**Extracted records**

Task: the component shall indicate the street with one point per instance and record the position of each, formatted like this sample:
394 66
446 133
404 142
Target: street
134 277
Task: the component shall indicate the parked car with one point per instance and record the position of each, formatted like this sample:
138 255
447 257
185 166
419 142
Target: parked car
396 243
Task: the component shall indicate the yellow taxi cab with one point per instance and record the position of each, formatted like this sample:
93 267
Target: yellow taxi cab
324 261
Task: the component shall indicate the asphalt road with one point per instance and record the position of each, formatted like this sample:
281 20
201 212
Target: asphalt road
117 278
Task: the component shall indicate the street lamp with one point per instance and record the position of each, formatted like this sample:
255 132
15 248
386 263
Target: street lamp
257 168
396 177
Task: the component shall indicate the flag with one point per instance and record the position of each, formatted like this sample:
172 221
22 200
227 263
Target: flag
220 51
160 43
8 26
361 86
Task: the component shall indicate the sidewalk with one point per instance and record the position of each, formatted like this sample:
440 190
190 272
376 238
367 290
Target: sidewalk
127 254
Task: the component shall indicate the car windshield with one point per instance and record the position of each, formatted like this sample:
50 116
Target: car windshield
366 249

**Directions for this task**
Your task is to output all of the data above word for word.

**Problem solution**
Task: the component shall indicate the street with one point per instance and record the position of each, formatted like this sample:
394 66
446 133
404 142
Target: street
134 277
Task: the component shall indicate the parked car with one point per instance and record the position of each, formatted like this sample:
138 255
447 257
185 166
419 142
Target: parked car
396 243
Task: the component shall indicate the yellow taxi cab with one point per instance and record the position of each, formatted like this sample:
93 267
Target: yellow taxi cab
324 261
Task: the component shall indicate the asphalt road with one point per instance and record the position of each, formatted like this sample:
281 20
201 212
Target: asphalt road
117 278
Task: the component shall indicate the street lamp with one point per instance and record the position of each, formatted like this sample:
255 132
15 248
386 263
Target: street lamp
257 168
396 177
Task: the component shall indicate the flag with one point per instance and record the position of each, formatted like this sample:
172 221
22 200
227 263
Target: flag
220 51
160 43
8 26
361 86
Task: the component shall indicate the sidewalk with one point per instance and record the position of each, formatted like this sample:
440 190
190 272
376 238
367 290
Target: sidewalk
127 254
Task: the component shall indicate the car windshield with one point per instance and record the position of each, formatted like this sample:
50 116
Target: car windshield
366 249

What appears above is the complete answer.